* PASSAGE GIVEN *
↓

Note: If you get any crashes and like to have some debug output, use
the predefined macros for logging, e.g. ?LOG_DEBUG("my var ~p",
[Var]).
curl -X PUT http://localhost:5984/numdocs/
curl -X PUT -d {} http://localhost:5984/numdocs/_design/tutorial
curl -X GET http://localhost:5984/numdocs/_design/tutorial/_numidx
If the return value looks
like{"db":"numdocs","designdoc":"tutorial"}, congratulations, you
just created your first CouchDB HTTP handler. Relax.
The following diagram illustrates what we've achieved so far. We make a request to CouchDB and the HTTP handler responds.

It's time to dig a bit deeper into CouchDB's internals. Documents get stored in a central database which is used to compute the Views. The cool thing about it is, that our index just works like the View indexer, the functionality for adding, removing and updating Documents is already in place. The only thing you need to worry is getting those Documents from the database into your index.
Every time a Document is changed in the database the so-called
sequence number of the database is increased. The function
couch_db:enum_docs_since/5 loops through the database from a
specific sequence number to the most current one. This way we can keep
our index up to date with the database. It is very similar to the
_changes
feed.
We could add this functionality to the HTTP handler, but we don't want to recreate our index on every request. Therefore we need a daemon which can be called from the HTTP handler but runs independently in the background.
This numidx daemon will be an Erlang OTP
gen_server.
In case you haven't coded a gen_server before, you may want to read
this
tutorial
which is a nice introduction and contains anything you should
know. Add a new file named couch_numidx.erl in src/couchdb/ with
the following basic skeleton:
-module(couch_numidx).
-behaviour(gen_server).
-export([start_link/0, init/1, handle_call/3, handle_cast/2, handle_info/2, terminate/2, code_change/3]).
-include("couch_db.hrl").

↑

* WHAT THIS EXERCISE ASKS *
1: Condense the paragraph of the CouchDB tutorial above that begins "Every time a Document is changed" into a short bulleted list that keeps its main facts.
2: Pick up the CouchDB tutorial above after its last line and keep writing it.

* DATASET SECTION *
↓

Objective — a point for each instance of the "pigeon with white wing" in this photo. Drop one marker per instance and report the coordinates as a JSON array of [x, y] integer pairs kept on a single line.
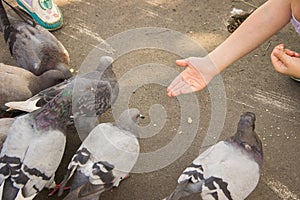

↑

* RESPONSES TO THE TASKS *
1:
- Each change to a Document increases the database's sequence number.
- The function couch_db:enum_docs_since/5 loops through the database from a specific sequence number to the most current one.
- This keeps the index up to date with the database.
- It works much like the _changes feed.

2:
start_link() ->
?LOG_DEBUG("Numidx daemon: starting link.", []),
gen_server:start_link({local, couch_numidx}, couch_numidx, [], []).
init([]) ->
{ok, {}}.
terminate(Reason, _Srv) ->
ok.
handle_call(_Req, _From, State) ->
{noreply, State}.
handle_cast(_Msg, State) ->
{noreply, State}.
handle_info(_Msg, Server) ->
{noreply, Server}.
code_change(_OldVsn, State, _Extra) ->
{ok, State}.
All this daemon does at the moment is putting an a debug message into
the log when it is started. All you need to do to run it is putting
this additional section into your configuration file
(etc/couchdb/local_dev.ini):
[daemons]
numidx_manager={couch_numidx, start_link, []}
Now compile and run it (following the same steps as for
couch_http_numidx.erl). You should see a debug message along the
lines of [debug] [<0.85.0>] Numidx daemon: starting link.. So your
daemon is running.
So the daemon should read out all Documents in the database and
process them somehow. We will look in every Document if it has a
top-level property called numidx which contains an integer. We will
return all Documents IDs together with their numidx.
As the name handle_call/3 already suggests, it handles calls within
the daemon. The first parameter will be used to call it, it's pattern
matched to the handle_call/3 functions. It is a tuple whenever you
have parameters you'd like to pass on. So we create a new
handle_call/3 which isn't the fallback.
handle_call({do_get_docs, Db}, _From, State) ->
We pass in the Database (it's the database data structure not only the
name), _From and State aren't of importance for now. We come to
the heart of the function, the previously mentioned
couch_db:enum_docs_since/5. It looks like that:
{ok, _Cnt, Acc} = couch_db:enum_docs_since(Db, 0,
fun(DocInfo, _, NumidxAcc) -> {ok, NumidxAcc} end,
[], [])
Let's have a look at the function parameters first. It takes:
The return value is a 3-tuple which consists of ok, the number of
Documents that were processed, and the accumulator from the inner
function.
Although couch_db:enum_docs_since/5 is quite complex the body of the
inner function is way easier to understand and shows some of the
beauty of CouchDB's internal API. Right at the first line we can see
how easy it is to open a document:
{ok, Doc} = couch_db:open_doc(Db, DocInfo),
Nice, isn't it? Now we extract the JSON out of the document:
{Body} = Doc#doc.body,
We want to check whether it has a numidx property or not:
case proplists:get_value(<<"numidx">>, Body) of
In case it hasn't one, we just return the accumulator (NumidxAcc)
without any changes:
undefined ->
{ok, NumidxAcc};
If it contains numidx we return the updated accumulator. Note that
the function expects the accumulator to be returned as a 2-tuple with
{ok, the_accumulator}. We extract the DocId out of DocInfo and
append it to the current accumulator value.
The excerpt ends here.